**Work request:** Duplicate the portion of the passage on TXU lobbying and coal scrubbers below, starting at "In spring 2007" and ending at "of the session.".

**Passage for review:**
◆ ◆ ◆
In spring 2007 when legislation to increase public oversight over the TXU buyout process was pending in the Senate, TXU and its buyers unleashed a powerhouse lobbying team including former state legislators Curtis Seidlits, Jr., Rudy Garza, Eddie Cavazos, Paul Sadler, and Stan Schlueter, and former Dallas Mayor Ron Kirk.
According to Texans for Public Justice, TXU and two investor groups spent approximately $17 million during the 2007 Texas legislative session on lobbyists, advertising, food and beverages, entertainment and gifts – including sending 2,400 tacos to legislators and their aides on the first day of the session.
http://www.publicintegrity.org/projects/entry/363/.
There you have it, polluters spending millions to keep polluting, and whining at the same time that it will cost them millions to curb it. Again, what is known as “scrubbers” for coalburners were around in the 60’s. These scrubbers don’t do a thing for CO2 but do reduce SO2 emissions. And there was a Clean Coal Technology Program launched by the DOE in 1986.
It was a cost-shared effort by government and industry to demonstrate innovative coal-burning processes at a series of full-scale facilities around the country and was expected to finance more than $5 billion in projects before it was completed later in the decade. Under the program, the federal government provided up to 50 percent of the total cost of the demonstration projects. In the first two rounds of solicitation for proposals, the DOE selected 29 projects for funding. In the second round, held in the summer of 1988, seven of the 16 successful proposals involved the use of both wet and dry scrubber systems.
◆ ◆ ◆
Dataset records:

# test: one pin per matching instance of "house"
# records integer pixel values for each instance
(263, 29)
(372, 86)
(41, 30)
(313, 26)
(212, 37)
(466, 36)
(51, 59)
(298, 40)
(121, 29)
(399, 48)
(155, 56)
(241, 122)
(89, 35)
◆ ◆ ◆
**Expected output:**
In spring 2007 when legislation to increase public oversight over the TXU buyout process was pending in the Senate, TXU and its buyers unleashed a powerhouse lobbying team including former state legislators Curtis Seidlits, Jr., Rudy Garza, Eddie Cavazos, Paul Sadler, and Stan Schlueter, and former Dallas Mayor Ron Kirk.
According to Texans for Public Justice, TXU and two investor groups spent approximately $17 million during the 2007 Texas legislative session on lobbyists, advertising, food and beverages, entertainment and gifts – including sending 2,400 tacos to legislators and their aides on the first day of the session.